Data for analysis
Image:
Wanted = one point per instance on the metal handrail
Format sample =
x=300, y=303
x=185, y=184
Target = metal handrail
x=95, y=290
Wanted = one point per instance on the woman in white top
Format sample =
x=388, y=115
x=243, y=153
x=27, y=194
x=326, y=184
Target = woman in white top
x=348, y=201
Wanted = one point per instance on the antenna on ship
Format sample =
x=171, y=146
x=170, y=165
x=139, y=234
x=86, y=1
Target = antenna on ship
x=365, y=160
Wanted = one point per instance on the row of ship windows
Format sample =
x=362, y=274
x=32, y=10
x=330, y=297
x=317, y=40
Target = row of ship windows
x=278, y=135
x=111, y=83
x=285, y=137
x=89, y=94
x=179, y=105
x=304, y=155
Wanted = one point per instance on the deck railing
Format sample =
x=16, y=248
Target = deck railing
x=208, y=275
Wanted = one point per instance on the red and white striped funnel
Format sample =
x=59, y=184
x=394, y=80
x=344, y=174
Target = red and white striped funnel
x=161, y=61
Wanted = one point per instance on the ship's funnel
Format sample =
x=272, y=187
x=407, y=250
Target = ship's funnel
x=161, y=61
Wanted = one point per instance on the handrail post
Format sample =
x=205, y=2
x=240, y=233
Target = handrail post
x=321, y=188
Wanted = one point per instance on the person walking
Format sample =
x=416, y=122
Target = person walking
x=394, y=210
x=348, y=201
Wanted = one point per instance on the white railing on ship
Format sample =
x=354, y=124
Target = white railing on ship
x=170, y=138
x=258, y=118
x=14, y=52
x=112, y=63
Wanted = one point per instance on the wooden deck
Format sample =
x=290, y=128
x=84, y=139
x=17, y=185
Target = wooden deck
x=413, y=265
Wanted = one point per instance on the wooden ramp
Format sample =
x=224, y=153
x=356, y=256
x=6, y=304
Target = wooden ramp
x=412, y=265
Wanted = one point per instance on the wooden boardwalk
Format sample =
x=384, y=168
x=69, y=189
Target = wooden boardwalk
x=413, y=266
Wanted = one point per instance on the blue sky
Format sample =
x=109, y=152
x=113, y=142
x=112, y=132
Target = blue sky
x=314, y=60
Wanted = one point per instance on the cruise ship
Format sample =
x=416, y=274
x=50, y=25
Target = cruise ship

The problem
Restate the data above word for word. Leave nothing out.

Written response
Image:
Wanted = one point per instance on the metal handrail
Format sample =
x=300, y=303
x=185, y=184
Target = metal handrail
x=95, y=290
Wanted = one point per instance on the woman in white top
Format sample =
x=388, y=115
x=243, y=153
x=27, y=194
x=326, y=184
Target = woman in white top
x=348, y=201
Wanted = one point per instance on the antenna on ship
Format sample =
x=171, y=146
x=170, y=165
x=139, y=234
x=86, y=1
Target = antenna on ship
x=365, y=160
Wanted = one point per instance on the row of ship windows
Format sample =
x=362, y=274
x=32, y=10
x=330, y=297
x=317, y=40
Target = row of ship windows
x=278, y=135
x=111, y=83
x=285, y=137
x=89, y=94
x=179, y=105
x=304, y=155
Wanted = one point per instance on the deck railing
Format sample =
x=16, y=248
Target = deck railing
x=208, y=275
Wanted = one point per instance on the red and white striped funnel
Format sample =
x=59, y=184
x=394, y=80
x=344, y=174
Target = red and white striped funnel
x=161, y=61
Wanted = one point per instance on the ship's funnel
Format sample =
x=272, y=187
x=407, y=250
Target = ship's funnel
x=161, y=61
Wanted = one point per instance on the handrail post
Format sample =
x=205, y=2
x=240, y=233
Target = handrail post
x=321, y=188
Wanted = one point per instance on the person walking
Format sample =
x=416, y=122
Target = person walking
x=394, y=210
x=348, y=201
Wanted = one point per instance on the white railing on ship
Format sample =
x=354, y=124
Target = white railing on ship
x=170, y=138
x=258, y=118
x=14, y=52
x=112, y=63
Wanted = one point per instance on the wooden deck
Format sample =
x=290, y=128
x=84, y=139
x=17, y=185
Target = wooden deck
x=413, y=265
Wanted = one point per instance on the wooden ramp
Format sample =
x=224, y=153
x=356, y=256
x=6, y=304
Target = wooden ramp
x=412, y=265
Wanted = one point per instance on the wooden boardwalk
Format sample =
x=384, y=168
x=69, y=189
Target = wooden boardwalk
x=413, y=266
Wanted = one point per instance on the blue sky
Format sample =
x=109, y=152
x=113, y=142
x=112, y=132
Target = blue sky
x=314, y=60
Wanted = one point per instance on the cruise ship
Format sample =
x=416, y=274
x=50, y=25
Target = cruise ship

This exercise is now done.